Avec leurs sublimes étalons, le célèbre couple d’artistes circassiens Camille et Manolo raconte un monde merveilleux de chevaux et d’hommes. À force de rêver, ils ont fait renaître un mythe, celui du centaure, une chimère d’enfants devenue le sel de leur vie. De l’enfance à la rencontre amoureuse, de l’utopie au réel, voici l’histoire magique d’un couple hors du commun et des créatures qui les prolongent.
La puissance des cavales s’exprime tout en délicatesse dans un corps-à-corps où règnent l’harmonie, l’écoute et l’amour. Où se termine le cheval, où commence l’humain ? Une symbiose rare, tendre et amoureuse avec le cheval !

Quand le théâtre de Fabrice Melquiot rencontre l’art équestre, nous vivons un moment de perfection, tout près des centaures !

« Le rythme des sabots, l’écume des museaux, les croupes luisantes, leur odeur puissante, loin d’être des artifices, accentuent l’impact physique et la sensualité des mots. »
Le Monde
« La singularité du Théâtre du centaure n’est plus à prouver. Face à la barbarie du réel, la beauté sauvage des centaures trouve une exceptionnelle force d’impact. »
Télérama

ATELIERS À RETROUVER DANS LE PROGRAMME DÉTAILLÉ DU FESTIVAL.
RENCONTRE EN BORD DE SCÈNE LES 25, 26 ET 27 OCTOBRE.

Interview Fabrice Melquiot

Propos recueillis par Caroline Audibert

Comment s’est construit votre spectacle qui est une porte ouverte sur l’intimité de ce couple de cavalier mythique, Camille et Manolo, les créateurs du Théâtre du Centaure à Marseille ?

Je souhaitais depuis longtemps raconter leur histoire, que je trouvais singulière et forte, transposer leurs biographies respectives en un récit éclaté, un puzzle qui évoquerait quelques événements constitutifs de leur identité : des aspirations, des paysages, des rencontres. J’ai longuement échangé avec Camille et Monolo, accumulé beaucoup de matériaux écrits suite à nos rendez-vous au Théâtre du Centaure. Je leur ai demandé de sélectionner des documents de mémoire : croquis, photographies, carnets.

__________

Consigne A: Dans le texte sur le Théâtre du Centaure, relevez tous les documents de mémoire que Fabrice Melquiot a demandé à Camille et Manolo de sélectionner.
Consigne B: Résumez en deux phrases le texte sur le Théâtre du Centaure.
Consigne C:
Répondez brièvement à partir du texte sur le Théâtre du Centaure.
(i) À quelles dates a lieu la rencontre en bord de scène ?
(ii) Qui a recueilli les propos de Fabrice Melquiot ?
(iii) Dans quelle ville se trouve le Théâtre du Centaure ?

(Enregistrements du jeu de données sur l'emplacement d'objets)

__________

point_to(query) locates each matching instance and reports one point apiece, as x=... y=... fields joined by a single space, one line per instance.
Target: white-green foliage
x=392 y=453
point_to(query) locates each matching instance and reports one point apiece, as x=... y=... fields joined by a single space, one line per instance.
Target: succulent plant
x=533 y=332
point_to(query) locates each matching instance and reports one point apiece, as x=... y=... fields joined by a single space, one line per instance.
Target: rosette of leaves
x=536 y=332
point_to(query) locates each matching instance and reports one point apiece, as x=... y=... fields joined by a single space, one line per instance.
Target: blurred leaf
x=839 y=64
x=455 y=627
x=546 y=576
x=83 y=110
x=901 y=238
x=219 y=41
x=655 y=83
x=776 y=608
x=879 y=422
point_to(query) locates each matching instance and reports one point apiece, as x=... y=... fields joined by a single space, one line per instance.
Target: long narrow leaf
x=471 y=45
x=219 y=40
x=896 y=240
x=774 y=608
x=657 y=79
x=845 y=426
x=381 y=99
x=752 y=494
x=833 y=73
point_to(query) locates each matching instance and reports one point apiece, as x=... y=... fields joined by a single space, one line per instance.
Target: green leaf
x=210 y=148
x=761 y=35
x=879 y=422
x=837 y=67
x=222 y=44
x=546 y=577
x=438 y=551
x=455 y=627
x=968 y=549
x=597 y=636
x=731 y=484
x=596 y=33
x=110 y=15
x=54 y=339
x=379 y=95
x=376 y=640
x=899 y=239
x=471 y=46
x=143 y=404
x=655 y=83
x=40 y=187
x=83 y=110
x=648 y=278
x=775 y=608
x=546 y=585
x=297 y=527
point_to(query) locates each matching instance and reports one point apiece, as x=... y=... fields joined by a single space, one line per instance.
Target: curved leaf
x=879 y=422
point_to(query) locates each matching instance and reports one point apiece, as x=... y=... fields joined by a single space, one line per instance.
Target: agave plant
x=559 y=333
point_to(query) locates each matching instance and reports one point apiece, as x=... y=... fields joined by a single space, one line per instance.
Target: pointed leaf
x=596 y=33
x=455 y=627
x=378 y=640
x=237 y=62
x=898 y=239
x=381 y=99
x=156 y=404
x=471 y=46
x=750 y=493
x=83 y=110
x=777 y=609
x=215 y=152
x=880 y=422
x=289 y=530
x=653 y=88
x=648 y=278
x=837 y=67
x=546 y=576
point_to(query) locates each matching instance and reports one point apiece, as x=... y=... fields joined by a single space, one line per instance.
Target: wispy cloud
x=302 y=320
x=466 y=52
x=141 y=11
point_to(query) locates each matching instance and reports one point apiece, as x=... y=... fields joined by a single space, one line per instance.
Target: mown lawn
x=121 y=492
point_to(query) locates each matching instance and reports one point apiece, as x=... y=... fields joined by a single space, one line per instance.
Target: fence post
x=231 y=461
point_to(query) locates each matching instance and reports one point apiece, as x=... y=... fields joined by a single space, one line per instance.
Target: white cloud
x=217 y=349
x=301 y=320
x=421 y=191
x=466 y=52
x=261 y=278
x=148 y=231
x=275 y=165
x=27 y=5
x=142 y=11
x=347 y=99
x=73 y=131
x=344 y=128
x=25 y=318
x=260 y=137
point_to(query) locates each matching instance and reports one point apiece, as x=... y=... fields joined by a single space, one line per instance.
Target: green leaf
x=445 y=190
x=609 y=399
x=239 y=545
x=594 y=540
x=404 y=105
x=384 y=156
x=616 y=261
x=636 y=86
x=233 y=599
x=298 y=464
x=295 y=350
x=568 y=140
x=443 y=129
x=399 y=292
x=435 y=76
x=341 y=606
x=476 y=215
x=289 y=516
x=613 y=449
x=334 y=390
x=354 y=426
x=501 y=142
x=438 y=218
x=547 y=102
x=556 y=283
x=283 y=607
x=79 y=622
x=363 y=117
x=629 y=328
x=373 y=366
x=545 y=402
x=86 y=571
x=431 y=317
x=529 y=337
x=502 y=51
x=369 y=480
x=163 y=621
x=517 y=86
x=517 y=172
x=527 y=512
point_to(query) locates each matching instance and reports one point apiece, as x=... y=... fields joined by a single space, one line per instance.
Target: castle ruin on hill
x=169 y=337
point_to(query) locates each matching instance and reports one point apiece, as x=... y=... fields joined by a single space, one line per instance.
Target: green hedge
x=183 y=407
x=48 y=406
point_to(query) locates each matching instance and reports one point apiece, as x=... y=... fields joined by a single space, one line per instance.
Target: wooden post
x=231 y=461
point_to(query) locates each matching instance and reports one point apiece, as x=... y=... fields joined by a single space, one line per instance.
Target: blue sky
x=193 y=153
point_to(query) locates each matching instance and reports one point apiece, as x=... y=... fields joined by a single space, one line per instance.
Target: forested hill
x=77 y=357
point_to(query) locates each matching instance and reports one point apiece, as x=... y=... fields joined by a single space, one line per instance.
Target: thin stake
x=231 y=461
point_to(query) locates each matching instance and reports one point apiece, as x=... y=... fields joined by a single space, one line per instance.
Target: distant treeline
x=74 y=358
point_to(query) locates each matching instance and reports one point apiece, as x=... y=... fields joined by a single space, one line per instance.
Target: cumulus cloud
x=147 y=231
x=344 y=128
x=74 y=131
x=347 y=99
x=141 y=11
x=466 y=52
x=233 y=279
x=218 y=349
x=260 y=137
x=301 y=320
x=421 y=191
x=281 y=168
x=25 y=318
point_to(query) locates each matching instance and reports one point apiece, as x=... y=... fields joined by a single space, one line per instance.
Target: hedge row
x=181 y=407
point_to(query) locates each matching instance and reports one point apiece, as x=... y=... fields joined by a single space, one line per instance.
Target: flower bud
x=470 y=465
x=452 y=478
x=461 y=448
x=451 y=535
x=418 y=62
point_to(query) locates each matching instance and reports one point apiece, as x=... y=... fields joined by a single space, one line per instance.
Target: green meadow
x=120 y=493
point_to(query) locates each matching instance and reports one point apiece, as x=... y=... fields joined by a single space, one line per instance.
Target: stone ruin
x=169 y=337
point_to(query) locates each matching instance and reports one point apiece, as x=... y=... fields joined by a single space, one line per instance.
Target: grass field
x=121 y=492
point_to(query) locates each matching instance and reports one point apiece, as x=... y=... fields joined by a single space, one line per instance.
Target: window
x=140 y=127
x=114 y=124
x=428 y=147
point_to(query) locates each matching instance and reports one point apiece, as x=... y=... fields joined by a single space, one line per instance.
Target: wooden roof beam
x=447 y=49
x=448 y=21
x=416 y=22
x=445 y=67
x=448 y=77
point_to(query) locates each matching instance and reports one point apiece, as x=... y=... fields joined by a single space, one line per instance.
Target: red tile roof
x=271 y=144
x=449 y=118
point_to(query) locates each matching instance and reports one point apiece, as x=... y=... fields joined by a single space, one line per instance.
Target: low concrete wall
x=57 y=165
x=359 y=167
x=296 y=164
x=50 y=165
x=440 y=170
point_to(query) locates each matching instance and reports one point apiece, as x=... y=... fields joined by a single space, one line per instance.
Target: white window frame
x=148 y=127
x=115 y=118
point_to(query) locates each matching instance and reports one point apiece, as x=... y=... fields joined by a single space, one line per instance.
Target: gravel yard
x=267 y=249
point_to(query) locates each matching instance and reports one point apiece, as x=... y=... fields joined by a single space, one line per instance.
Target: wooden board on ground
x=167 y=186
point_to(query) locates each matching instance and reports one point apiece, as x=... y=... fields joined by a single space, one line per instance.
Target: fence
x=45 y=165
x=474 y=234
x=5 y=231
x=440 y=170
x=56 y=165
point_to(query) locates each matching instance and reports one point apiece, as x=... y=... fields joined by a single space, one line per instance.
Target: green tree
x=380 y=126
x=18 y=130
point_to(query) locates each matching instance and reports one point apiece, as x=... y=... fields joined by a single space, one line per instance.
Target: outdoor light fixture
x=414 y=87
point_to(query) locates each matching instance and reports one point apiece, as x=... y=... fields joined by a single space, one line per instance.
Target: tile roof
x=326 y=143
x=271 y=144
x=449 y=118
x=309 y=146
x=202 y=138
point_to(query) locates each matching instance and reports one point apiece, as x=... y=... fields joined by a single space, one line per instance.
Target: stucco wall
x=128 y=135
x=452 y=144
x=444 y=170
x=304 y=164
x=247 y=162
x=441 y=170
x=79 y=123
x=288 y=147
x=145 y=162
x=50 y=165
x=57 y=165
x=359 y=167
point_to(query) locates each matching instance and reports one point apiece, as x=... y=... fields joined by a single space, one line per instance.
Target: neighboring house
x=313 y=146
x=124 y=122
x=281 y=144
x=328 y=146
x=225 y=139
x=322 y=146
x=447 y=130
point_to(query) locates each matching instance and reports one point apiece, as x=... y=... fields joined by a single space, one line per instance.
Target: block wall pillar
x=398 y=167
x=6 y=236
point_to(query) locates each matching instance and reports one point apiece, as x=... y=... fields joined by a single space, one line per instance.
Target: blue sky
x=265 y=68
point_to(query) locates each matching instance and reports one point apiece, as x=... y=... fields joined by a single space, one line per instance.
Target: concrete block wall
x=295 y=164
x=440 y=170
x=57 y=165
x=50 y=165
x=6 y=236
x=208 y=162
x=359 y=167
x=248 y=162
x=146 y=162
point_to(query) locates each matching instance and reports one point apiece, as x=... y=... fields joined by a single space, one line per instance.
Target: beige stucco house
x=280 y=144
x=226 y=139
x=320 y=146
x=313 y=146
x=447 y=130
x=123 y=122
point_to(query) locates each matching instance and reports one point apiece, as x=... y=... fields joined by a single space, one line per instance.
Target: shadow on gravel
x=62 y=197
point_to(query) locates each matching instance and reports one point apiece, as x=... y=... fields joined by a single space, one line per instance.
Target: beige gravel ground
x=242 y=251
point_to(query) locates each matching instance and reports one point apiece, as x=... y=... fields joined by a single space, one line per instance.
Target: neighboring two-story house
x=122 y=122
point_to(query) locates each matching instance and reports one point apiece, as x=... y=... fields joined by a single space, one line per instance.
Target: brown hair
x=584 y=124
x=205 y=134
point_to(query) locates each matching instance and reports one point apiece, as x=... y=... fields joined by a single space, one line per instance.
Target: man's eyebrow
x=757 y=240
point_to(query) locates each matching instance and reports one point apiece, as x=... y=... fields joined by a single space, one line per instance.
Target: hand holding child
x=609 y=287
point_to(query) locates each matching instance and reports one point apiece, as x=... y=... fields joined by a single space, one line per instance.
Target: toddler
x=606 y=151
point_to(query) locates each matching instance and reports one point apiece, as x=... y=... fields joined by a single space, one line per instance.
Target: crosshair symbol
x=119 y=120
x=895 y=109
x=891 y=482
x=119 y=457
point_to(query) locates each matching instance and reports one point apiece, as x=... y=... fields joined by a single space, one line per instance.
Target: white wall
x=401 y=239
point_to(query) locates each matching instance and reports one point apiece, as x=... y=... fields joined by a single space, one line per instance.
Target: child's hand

__________

Corrigé détaillé A: Croquis, photographies, carnets.

Corrigé détaillé B: Le couple d'artistes circassiens Camille et Manolo, créateurs du Théâtre du Centaure à Marseille, raconte avec ses étalons un monde merveilleux où renaît le mythe du centaure. Fabrice Melquiot a transposé leurs biographies en un récit éclaté, nourri de longs échanges avec eux et de documents de mémoire qu'ils ont sélectionnés.

Corrigé détaillé C:
(i) Les 25, 26 et 27 octobre.
(ii) Caroline Audibert.
(iii) À Marseille.